完成任务 ▸
请摘录条目中从第一行开始、到含有“point(152, 124)”的那一行结束的各行，一字不改地照抄，首尾两行都包括在内。

提取条目 ▸
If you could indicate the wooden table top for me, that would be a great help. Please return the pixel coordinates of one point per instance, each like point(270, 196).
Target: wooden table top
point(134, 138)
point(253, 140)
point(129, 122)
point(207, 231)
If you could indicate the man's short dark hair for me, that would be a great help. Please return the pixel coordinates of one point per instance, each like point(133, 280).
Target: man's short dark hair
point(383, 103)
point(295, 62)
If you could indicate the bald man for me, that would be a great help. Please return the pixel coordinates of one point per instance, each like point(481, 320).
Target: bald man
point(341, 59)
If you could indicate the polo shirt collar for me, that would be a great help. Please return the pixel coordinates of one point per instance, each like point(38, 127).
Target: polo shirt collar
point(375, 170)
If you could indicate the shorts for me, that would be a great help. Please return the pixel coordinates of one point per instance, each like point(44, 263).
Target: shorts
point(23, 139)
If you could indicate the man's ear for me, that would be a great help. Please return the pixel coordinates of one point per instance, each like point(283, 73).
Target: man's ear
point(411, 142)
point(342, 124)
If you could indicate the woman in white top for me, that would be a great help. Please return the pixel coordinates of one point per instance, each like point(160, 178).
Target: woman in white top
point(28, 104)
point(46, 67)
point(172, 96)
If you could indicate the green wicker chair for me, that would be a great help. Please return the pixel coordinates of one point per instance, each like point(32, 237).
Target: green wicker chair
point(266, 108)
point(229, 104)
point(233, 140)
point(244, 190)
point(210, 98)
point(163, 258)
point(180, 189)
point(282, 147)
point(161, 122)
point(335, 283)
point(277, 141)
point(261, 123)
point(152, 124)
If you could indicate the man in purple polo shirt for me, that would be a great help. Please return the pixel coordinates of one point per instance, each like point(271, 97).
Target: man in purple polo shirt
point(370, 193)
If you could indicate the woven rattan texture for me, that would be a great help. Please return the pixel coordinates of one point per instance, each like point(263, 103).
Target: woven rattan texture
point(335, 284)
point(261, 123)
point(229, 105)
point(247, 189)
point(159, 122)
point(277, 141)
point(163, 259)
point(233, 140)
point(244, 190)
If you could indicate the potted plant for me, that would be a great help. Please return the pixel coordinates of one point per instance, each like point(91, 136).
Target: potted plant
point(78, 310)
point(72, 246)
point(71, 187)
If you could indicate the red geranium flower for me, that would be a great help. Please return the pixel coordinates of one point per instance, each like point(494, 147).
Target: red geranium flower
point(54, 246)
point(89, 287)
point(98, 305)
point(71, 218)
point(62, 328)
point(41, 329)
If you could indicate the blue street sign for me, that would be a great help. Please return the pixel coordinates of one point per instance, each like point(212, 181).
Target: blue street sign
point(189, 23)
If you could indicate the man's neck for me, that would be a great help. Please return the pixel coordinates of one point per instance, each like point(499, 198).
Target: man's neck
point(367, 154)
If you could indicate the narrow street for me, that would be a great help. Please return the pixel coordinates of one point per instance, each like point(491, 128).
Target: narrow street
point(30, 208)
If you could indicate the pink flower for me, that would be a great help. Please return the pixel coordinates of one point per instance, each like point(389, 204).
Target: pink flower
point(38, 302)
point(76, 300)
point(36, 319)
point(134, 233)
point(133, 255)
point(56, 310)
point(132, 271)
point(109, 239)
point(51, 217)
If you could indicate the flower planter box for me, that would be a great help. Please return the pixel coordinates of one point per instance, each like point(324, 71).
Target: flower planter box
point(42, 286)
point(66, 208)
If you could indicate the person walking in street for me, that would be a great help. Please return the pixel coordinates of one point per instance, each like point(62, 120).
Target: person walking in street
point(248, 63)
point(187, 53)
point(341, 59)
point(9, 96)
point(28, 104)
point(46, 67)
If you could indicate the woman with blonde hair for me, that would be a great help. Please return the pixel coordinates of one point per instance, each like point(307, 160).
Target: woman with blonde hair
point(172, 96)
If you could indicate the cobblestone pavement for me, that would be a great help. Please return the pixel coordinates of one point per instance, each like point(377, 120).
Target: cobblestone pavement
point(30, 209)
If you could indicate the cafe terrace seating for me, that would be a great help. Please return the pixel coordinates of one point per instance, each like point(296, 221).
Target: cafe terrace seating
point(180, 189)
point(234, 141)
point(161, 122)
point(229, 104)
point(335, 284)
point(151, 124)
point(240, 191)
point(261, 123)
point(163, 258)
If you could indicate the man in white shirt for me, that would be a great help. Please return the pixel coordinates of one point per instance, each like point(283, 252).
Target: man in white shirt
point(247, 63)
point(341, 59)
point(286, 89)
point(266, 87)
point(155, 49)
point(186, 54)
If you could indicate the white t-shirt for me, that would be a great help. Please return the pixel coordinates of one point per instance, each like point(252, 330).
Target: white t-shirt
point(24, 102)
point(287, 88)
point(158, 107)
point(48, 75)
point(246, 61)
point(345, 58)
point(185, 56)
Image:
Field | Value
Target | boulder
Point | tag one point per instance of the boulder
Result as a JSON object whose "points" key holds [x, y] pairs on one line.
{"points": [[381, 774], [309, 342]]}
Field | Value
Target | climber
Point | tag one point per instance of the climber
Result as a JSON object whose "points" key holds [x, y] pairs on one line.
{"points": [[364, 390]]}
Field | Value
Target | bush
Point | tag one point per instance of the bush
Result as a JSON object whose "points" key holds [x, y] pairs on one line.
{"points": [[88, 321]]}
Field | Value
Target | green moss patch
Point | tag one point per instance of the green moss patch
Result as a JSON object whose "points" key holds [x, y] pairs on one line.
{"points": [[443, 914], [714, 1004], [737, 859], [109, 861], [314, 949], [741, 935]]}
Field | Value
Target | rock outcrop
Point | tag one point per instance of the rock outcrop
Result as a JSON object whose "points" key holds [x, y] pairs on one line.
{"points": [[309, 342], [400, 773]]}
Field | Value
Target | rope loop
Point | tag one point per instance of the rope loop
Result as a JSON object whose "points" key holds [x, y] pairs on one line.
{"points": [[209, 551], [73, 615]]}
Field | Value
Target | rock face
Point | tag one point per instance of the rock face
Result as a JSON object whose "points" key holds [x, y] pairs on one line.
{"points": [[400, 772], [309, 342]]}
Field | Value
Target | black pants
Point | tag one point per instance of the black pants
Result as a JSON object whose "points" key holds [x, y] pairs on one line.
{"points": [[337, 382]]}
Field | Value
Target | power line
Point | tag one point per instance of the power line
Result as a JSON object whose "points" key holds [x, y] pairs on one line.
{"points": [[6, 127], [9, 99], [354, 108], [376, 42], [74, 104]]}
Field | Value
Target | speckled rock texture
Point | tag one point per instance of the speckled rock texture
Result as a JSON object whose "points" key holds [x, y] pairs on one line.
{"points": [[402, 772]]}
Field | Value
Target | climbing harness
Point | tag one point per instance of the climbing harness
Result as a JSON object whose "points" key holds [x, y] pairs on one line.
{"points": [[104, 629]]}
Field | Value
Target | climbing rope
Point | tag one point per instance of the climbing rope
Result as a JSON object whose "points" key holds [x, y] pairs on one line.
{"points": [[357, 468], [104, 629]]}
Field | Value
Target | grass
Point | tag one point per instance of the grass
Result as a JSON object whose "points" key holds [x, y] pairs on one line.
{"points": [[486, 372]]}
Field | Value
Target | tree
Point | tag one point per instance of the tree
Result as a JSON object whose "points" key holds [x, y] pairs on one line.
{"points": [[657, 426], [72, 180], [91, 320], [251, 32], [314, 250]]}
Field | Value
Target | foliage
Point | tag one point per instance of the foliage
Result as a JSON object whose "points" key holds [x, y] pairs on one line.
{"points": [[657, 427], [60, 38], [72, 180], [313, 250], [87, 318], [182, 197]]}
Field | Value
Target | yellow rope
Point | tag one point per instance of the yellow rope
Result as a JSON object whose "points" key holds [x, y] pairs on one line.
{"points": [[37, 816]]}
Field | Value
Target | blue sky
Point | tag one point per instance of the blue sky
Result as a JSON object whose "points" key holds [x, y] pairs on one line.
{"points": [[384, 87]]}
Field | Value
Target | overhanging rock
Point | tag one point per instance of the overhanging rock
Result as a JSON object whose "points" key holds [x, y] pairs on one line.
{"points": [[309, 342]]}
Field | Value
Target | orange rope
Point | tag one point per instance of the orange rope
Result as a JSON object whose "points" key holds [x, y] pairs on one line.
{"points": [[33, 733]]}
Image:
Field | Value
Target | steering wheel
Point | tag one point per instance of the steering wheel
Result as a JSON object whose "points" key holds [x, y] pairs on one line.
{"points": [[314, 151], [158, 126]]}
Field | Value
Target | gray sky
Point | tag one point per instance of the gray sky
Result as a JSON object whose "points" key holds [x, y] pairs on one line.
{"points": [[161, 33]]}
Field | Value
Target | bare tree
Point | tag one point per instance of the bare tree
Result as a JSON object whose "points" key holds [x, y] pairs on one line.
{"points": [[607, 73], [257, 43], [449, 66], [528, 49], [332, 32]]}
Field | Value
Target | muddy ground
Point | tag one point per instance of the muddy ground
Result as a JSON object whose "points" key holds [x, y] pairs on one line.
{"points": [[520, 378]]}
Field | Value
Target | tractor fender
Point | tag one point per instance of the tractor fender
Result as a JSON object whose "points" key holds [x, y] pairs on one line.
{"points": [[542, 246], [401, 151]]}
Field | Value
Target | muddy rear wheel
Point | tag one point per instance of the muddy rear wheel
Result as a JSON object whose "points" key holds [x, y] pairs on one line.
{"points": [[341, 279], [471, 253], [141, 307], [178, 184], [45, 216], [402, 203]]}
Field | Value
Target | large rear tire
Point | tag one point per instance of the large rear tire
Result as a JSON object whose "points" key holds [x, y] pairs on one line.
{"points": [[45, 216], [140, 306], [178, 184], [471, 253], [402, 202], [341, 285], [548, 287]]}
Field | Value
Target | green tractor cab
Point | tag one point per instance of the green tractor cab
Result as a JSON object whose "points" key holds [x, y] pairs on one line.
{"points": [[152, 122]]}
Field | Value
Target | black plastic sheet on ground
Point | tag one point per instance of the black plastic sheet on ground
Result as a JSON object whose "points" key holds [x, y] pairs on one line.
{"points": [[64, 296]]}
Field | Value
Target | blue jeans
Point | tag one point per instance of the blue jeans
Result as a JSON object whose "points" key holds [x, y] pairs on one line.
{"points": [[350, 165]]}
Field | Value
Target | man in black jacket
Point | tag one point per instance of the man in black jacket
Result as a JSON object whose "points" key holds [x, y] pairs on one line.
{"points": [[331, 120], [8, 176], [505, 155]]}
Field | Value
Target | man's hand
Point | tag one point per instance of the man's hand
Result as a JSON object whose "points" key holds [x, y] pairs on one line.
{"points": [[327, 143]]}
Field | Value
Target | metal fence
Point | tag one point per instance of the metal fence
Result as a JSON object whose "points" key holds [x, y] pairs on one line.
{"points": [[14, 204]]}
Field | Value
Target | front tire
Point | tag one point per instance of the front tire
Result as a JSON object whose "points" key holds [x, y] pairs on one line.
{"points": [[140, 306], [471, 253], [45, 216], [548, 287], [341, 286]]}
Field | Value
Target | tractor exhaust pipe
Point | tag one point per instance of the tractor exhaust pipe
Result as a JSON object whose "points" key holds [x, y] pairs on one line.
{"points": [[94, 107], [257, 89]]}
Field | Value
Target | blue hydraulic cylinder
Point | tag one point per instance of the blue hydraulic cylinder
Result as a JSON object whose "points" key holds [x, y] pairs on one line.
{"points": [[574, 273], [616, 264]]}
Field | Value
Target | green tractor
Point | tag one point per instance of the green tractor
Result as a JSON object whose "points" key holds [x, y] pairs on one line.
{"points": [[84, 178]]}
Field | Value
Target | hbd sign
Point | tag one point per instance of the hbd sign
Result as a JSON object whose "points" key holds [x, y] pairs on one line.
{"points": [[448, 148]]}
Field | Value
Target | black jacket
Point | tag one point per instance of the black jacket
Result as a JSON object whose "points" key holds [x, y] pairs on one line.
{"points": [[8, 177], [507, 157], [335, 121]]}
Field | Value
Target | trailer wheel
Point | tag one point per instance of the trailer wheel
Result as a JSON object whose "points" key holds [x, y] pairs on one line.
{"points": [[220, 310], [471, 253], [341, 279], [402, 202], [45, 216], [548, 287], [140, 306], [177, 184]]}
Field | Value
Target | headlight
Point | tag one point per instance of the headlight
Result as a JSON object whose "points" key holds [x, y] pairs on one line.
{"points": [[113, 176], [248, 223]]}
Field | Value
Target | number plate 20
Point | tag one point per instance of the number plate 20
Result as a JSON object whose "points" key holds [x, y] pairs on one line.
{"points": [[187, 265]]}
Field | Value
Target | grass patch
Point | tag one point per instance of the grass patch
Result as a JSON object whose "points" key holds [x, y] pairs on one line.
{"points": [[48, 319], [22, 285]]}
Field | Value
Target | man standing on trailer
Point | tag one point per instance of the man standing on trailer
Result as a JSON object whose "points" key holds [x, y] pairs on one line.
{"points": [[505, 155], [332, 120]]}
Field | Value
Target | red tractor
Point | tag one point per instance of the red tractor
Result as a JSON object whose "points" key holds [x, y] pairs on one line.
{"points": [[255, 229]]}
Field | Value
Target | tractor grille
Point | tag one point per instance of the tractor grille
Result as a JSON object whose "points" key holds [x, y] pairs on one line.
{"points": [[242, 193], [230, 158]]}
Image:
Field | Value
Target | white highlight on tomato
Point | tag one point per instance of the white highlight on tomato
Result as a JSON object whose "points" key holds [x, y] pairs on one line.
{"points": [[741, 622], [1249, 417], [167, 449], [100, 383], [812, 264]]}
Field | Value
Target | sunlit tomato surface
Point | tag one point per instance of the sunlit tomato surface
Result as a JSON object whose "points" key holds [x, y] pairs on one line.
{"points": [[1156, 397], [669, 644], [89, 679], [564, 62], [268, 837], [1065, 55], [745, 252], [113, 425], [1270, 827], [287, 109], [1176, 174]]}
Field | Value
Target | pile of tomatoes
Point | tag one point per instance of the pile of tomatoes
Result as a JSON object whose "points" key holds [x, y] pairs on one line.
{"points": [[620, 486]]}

参考答案 ▸
If you could indicate the wooden table top for me, that would be a great help. Please return the pixel coordinates of one point per instance, each like point(270, 196).
Target: wooden table top
point(134, 138)
point(253, 140)
point(129, 122)
point(207, 231)
If you could indicate the man's short dark hair for me, that would be a great help. Please return the pixel coordinates of one point per instance, each like point(133, 280).
Target: man's short dark hair
point(383, 103)
point(295, 62)
If you could indicate the bald man for me, that would be a great help. Please return the pixel coordinates of one point per instance, each like point(481, 320).
Target: bald man
point(341, 59)
If you could indicate the polo shirt collar for me, that would be a great help. Please return the pixel coordinates of one point per instance, each like point(38, 127).
Target: polo shirt collar
point(375, 170)
If you could indicate the shorts for me, that would be a great help. Please return the pixel coordinates of one point per instance, each like point(44, 263).
Target: shorts
point(23, 139)
If you could indicate the man's ear for me, that would be a great help. Please return the pixel coordinates of one point per instance, each like point(283, 73).
Target: man's ear
point(411, 142)
point(342, 124)
If you could indicate the woman in white top for me, that would be a great help. Please return the pixel coordinates of one point per instance, each like point(160, 178).
Target: woman in white top
point(28, 104)
point(46, 67)
point(172, 96)
If you could indicate the green wicker chair for me, that would be a great help. Please return the pixel coordinates of one point per instance, each like point(32, 237).
Target: green wicker chair
point(266, 108)
point(229, 104)
point(233, 140)
point(244, 190)
point(210, 98)
point(163, 258)
point(180, 189)
point(282, 147)
point(161, 122)
point(335, 283)
point(277, 141)
point(261, 123)
point(152, 124)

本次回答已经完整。